● **Given information**
* * * * * * *

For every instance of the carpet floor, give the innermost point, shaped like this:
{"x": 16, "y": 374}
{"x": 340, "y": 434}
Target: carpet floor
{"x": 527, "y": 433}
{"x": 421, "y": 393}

* * * * * * *

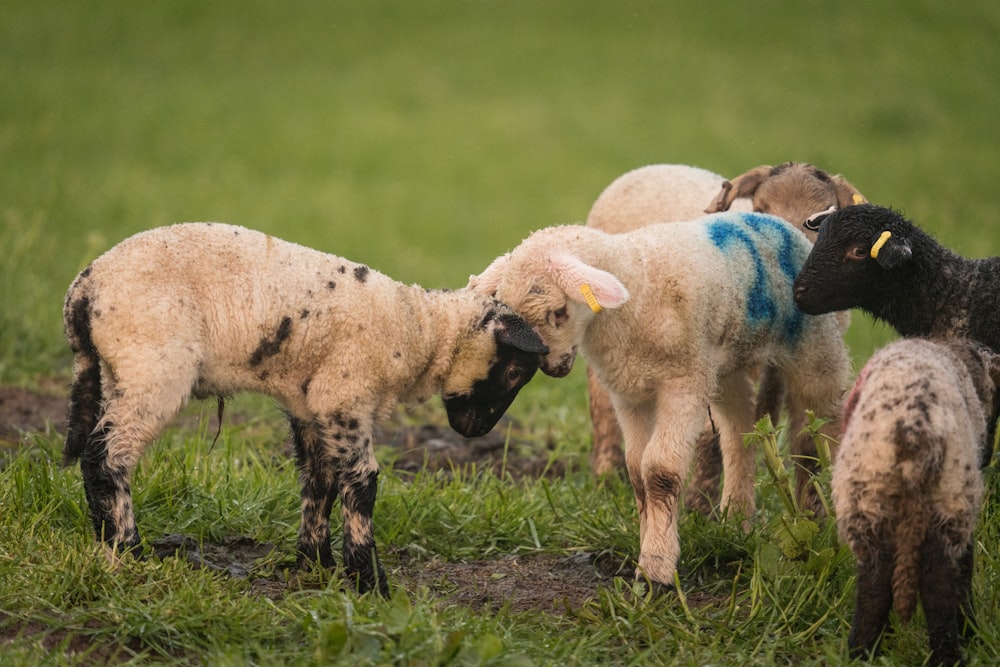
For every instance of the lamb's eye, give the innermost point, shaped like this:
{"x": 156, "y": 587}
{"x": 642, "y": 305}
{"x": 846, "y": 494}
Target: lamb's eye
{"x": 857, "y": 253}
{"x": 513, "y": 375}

* * * * * * *

● **Your assignment**
Going through the entries above, count the lines that have the word "instance" and state that count alone.

● **Task output**
2